• Exercise objective: Produce one exact copy of the records, no pictures.

• Task material:
_ _ _
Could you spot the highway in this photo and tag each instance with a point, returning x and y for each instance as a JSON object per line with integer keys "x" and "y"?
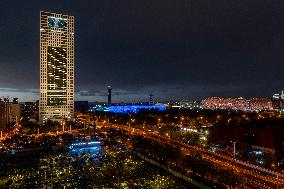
{"x": 256, "y": 177}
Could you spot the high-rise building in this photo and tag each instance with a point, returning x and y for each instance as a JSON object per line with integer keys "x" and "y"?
{"x": 4, "y": 113}
{"x": 56, "y": 67}
{"x": 9, "y": 112}
{"x": 109, "y": 94}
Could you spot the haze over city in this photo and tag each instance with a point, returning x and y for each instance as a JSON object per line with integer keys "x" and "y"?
{"x": 175, "y": 50}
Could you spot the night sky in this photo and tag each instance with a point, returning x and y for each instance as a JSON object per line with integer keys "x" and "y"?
{"x": 175, "y": 49}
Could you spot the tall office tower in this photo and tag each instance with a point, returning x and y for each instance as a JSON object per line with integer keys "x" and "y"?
{"x": 56, "y": 67}
{"x": 4, "y": 113}
{"x": 109, "y": 94}
{"x": 151, "y": 101}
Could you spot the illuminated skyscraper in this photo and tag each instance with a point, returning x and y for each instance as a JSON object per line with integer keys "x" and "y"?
{"x": 56, "y": 67}
{"x": 109, "y": 94}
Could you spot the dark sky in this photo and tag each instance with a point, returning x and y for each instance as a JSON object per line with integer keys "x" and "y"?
{"x": 175, "y": 49}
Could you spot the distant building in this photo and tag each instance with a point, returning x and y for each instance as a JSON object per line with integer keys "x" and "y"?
{"x": 4, "y": 113}
{"x": 254, "y": 104}
{"x": 151, "y": 101}
{"x": 278, "y": 101}
{"x": 56, "y": 67}
{"x": 185, "y": 104}
{"x": 15, "y": 110}
{"x": 109, "y": 94}
{"x": 126, "y": 108}
{"x": 9, "y": 112}
{"x": 30, "y": 109}
{"x": 81, "y": 106}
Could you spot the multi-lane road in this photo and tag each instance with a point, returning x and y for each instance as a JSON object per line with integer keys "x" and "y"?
{"x": 256, "y": 177}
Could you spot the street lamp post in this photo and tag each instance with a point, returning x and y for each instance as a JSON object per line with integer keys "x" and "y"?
{"x": 234, "y": 149}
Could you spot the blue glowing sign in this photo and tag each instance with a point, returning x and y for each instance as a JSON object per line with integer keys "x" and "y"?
{"x": 54, "y": 22}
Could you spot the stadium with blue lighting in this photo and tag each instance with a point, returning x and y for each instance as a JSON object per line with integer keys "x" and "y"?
{"x": 127, "y": 108}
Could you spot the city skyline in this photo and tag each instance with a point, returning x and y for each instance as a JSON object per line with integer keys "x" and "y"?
{"x": 185, "y": 50}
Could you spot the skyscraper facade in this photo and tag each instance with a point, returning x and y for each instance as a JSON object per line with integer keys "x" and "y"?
{"x": 109, "y": 94}
{"x": 56, "y": 67}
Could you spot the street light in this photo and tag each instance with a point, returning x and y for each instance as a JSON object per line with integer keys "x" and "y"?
{"x": 234, "y": 149}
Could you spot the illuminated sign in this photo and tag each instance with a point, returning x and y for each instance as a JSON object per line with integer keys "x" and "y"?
{"x": 54, "y": 22}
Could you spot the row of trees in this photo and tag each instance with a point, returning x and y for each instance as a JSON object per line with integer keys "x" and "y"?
{"x": 172, "y": 155}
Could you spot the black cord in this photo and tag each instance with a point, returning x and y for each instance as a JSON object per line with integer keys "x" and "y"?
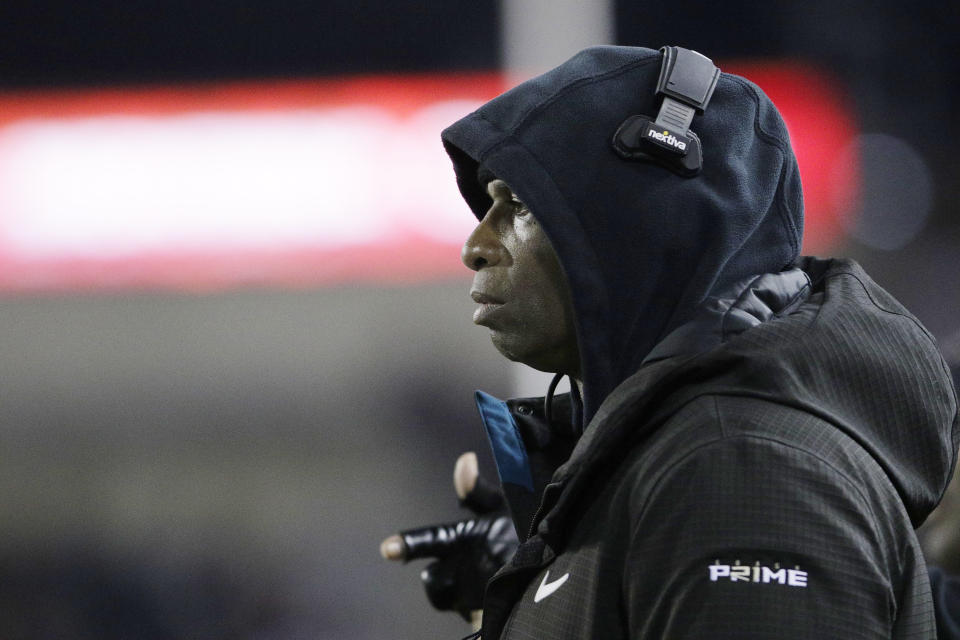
_ _ _
• Result:
Could you spot the highway in this photo and tag each instance with a point, returning x and y for each instance as a JSON object per line with integer keys "x" and "y"?
{"x": 256, "y": 177}
Could you spot the high-rise building in this photo and tag each instance with a point, returning x and y for each instance as a JSON object per line with integer keys "x" and "y"?
{"x": 4, "y": 113}
{"x": 56, "y": 67}
{"x": 9, "y": 112}
{"x": 109, "y": 94}
Could you spot the haze over city in this photo and tag each instance with a point, returning x and y for each instance as a JSON object per line with integer keys "x" and "y"?
{"x": 175, "y": 50}
Could you spot the night sky in this photo and tag each instance with a point, returning x and y for each instance as a JSON object per line with integer keys "x" and "y"?
{"x": 175, "y": 49}
Could you spot the tall office tower in this photo and tag each instance with a point, returning x and y for each instance as a JSON object per line with integer keys "x" and "y"?
{"x": 56, "y": 67}
{"x": 4, "y": 113}
{"x": 109, "y": 94}
{"x": 151, "y": 101}
Could you spot the illuminated skyscraper in this photo and tag each instance with a point, returning x and y for each instance as a JSON object per line with integer keys "x" and "y"?
{"x": 56, "y": 67}
{"x": 109, "y": 94}
Could you spot the dark sky in this photo and tag each instance with a point, returning x and y for each instance as a JSON object per line with integer keys "x" and "y"?
{"x": 175, "y": 49}
Could you spot the distant building in this photo and tag each instance with a point, returning x and y for each instance as a JSON object per line with integer keys "x" and "y"?
{"x": 4, "y": 113}
{"x": 254, "y": 104}
{"x": 151, "y": 101}
{"x": 278, "y": 101}
{"x": 56, "y": 67}
{"x": 185, "y": 104}
{"x": 15, "y": 110}
{"x": 109, "y": 94}
{"x": 126, "y": 108}
{"x": 9, "y": 112}
{"x": 30, "y": 109}
{"x": 81, "y": 106}
Could you spot the multi-lane road in this photo and tag each instance with a point, returning x and y for each instance as a JSON object per line with integer keys "x" and "y"?
{"x": 256, "y": 177}
Could you spot the street lamp post in this photo and tag each instance with a point, returning x and y for each instance as a JSON object per line with integer keys "x" and "y"?
{"x": 234, "y": 149}
Could you spot the blue glowing sign in this photo and tag each instance with a point, returning x and y for each instance as a JSON object per line with integer keys "x" and "y"?
{"x": 54, "y": 22}
Could you spot the stadium with blue lighting in this photo and tag each instance with a point, returning x and y for each instance as a JSON object per line with integer keys "x" and "y"?
{"x": 127, "y": 108}
Could you spot the city skyline in this photo and tag each instance with a point, returning x and y for each instance as a JSON object per line with integer keys "x" and "y"?
{"x": 185, "y": 50}
Could you spot the skyscraper facade in this photo and tag each instance with a point, returning x and y for each instance as a JSON object per line with integer keys "x" and "y"?
{"x": 109, "y": 94}
{"x": 56, "y": 67}
Could you spot the street light in this photo and tag each instance with a point, returning x and y for each instance as a JSON object per line with integer keys "x" and "y"?
{"x": 234, "y": 149}
Could you spot the illuminated sign in this photo and tag each instance with a point, returning x and y for each instance as a JSON object per line with integer keys "x" and "y"?
{"x": 54, "y": 22}
Could you spot the row of trees in this photo and tag each instance with a point, returning x and y for each instance as a JSON object per line with integer keys "x" and "y"?
{"x": 172, "y": 155}
Could you spot the black cord in this photo and tag each instance with a point, returning x and y for each instance as a JSON object per line with integer keys "x" and "y"?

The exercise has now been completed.